Please reproduce the data below line for line, keeping every character unchanged.

======== Data excerpts

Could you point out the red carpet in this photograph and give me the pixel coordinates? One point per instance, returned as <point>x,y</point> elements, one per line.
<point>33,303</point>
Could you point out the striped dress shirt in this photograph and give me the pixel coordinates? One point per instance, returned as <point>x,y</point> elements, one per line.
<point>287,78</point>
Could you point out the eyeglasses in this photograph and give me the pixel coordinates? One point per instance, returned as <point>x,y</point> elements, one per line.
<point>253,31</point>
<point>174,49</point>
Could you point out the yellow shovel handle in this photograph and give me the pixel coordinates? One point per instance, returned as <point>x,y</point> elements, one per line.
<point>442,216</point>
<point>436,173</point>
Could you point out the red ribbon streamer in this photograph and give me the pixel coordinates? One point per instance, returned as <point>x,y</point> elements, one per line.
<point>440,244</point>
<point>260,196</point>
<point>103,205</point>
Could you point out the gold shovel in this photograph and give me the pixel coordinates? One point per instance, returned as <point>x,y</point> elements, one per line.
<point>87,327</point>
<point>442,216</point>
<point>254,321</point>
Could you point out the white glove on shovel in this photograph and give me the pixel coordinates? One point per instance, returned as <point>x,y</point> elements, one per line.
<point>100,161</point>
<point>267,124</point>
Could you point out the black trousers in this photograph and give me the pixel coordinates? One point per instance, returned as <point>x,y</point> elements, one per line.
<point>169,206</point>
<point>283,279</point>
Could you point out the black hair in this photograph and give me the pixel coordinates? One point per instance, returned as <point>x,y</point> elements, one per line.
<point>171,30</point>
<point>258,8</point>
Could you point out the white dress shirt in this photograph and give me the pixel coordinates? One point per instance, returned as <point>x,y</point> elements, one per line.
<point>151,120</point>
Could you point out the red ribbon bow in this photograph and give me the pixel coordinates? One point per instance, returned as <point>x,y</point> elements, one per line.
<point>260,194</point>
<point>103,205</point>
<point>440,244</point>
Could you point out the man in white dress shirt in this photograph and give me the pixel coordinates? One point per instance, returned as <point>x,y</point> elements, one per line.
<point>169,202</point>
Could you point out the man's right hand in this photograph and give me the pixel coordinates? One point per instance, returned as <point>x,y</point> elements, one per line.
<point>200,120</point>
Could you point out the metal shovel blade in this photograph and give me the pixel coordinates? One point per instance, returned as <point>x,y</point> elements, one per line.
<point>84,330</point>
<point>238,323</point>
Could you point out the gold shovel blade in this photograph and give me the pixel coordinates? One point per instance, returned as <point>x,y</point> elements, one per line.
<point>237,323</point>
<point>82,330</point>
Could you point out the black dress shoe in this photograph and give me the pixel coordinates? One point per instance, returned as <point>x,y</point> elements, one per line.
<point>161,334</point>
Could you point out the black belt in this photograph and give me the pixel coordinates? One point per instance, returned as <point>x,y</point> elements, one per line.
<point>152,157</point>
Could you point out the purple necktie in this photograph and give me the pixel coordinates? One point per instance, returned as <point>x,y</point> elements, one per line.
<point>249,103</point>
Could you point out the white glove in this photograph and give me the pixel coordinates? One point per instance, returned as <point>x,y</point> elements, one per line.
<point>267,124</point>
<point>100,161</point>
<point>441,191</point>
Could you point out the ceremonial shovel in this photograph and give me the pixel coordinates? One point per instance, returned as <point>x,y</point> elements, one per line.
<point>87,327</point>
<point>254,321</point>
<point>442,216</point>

================

● **Completed task**:
Could you point out the red carpet in this photograph and give me the pixel coordinates? One point per instance, returned as <point>x,y</point> elements, one per line.
<point>33,303</point>
Could you point out the striped dress shirt in this photograph and give me the pixel coordinates? One point per instance, returned as <point>x,y</point> elements, one per line.
<point>287,78</point>
Could you point out the eyeglasses in this photograph and give me the pixel coordinates? One point per instance, returned as <point>x,y</point> elements, one per line.
<point>253,31</point>
<point>174,49</point>
Could you point out the yellow shovel handle in this photograph and give me the pixel coordinates? One point per instance, returned as <point>x,y</point> elements, one per line.
<point>442,216</point>
<point>436,173</point>
Could you point out the red ribbon streamer in this photograph and give me the pixel coordinates? One point per instance, returned as <point>x,y</point> elements, one per line.
<point>440,244</point>
<point>260,196</point>
<point>103,205</point>
Could you point out the gold shovel in this photograph and give me the pixel coordinates? One point per instance, returned as <point>x,y</point> elements, one per line.
<point>87,327</point>
<point>442,216</point>
<point>254,321</point>
Could you point out the white glove on shovel in this photograph and give me the pixel coordinates? One point per instance, returned as <point>x,y</point> elements, one per line.
<point>100,161</point>
<point>267,124</point>
Could you point out the black trousers in this photograph and give me the pixel coordinates? One point per instance, returned as <point>x,y</point> elements, one per line.
<point>169,206</point>
<point>283,279</point>
Could you point out the black hair in this photograph and give me the pixel coordinates? One point per instance, returned as <point>x,y</point> elements, one per line.
<point>171,30</point>
<point>258,8</point>
Could you point out the white dress shirt in this photograph and give me the pixel coordinates? One point per instance, returned as <point>x,y</point> elements, one per line.
<point>151,120</point>
Could you point out the red ribbon bow in this photograph and give me the pixel coordinates? One point per instance, returned as <point>x,y</point> elements, one per line.
<point>260,194</point>
<point>103,205</point>
<point>440,244</point>
Could you point out the man in white dress shirt in this photograph and give me the pixel coordinates? One point per instance, returned as <point>x,y</point> elements, one per line.
<point>169,202</point>
Could you point out the man's right hand in this photograph and give me the pixel coordinates? One point per instance, returned as <point>x,y</point> elements, one per line.
<point>200,120</point>
Could you point out the metal shovel blade in this photograph and give me the pixel coordinates? One point per instance, returned as <point>x,y</point> elements, one per line.
<point>84,330</point>
<point>238,323</point>
Could you point out the gold shovel blade in this photograph and give me the pixel coordinates? One point per instance, returned as <point>x,y</point> elements, one per line.
<point>237,323</point>
<point>82,330</point>
Could you point out the black dress shoe in this photograph and give me the pixel coordinates? One point per instance, returned as <point>x,y</point> elements, one per line.
<point>161,334</point>
Could you point out the black belt in this photograph and give me the pixel coordinates? One point per instance, returned as <point>x,y</point> elements, one per line.
<point>152,157</point>
Could you point out the purple necktie in this photograph and give me the pixel coordinates? One point per instance, returned as <point>x,y</point> elements, one per line.
<point>249,103</point>
Could you point out the white glove in this photograph and give me the pixel coordinates? One point per instance, returned as <point>x,y</point> elements, one per line.
<point>267,124</point>
<point>100,161</point>
<point>441,191</point>
Could you point out the ceremonial shovel in this photograph and give me the pixel coordinates? One point per instance, returned as <point>x,y</point> elements, one per line.
<point>87,327</point>
<point>254,321</point>
<point>442,216</point>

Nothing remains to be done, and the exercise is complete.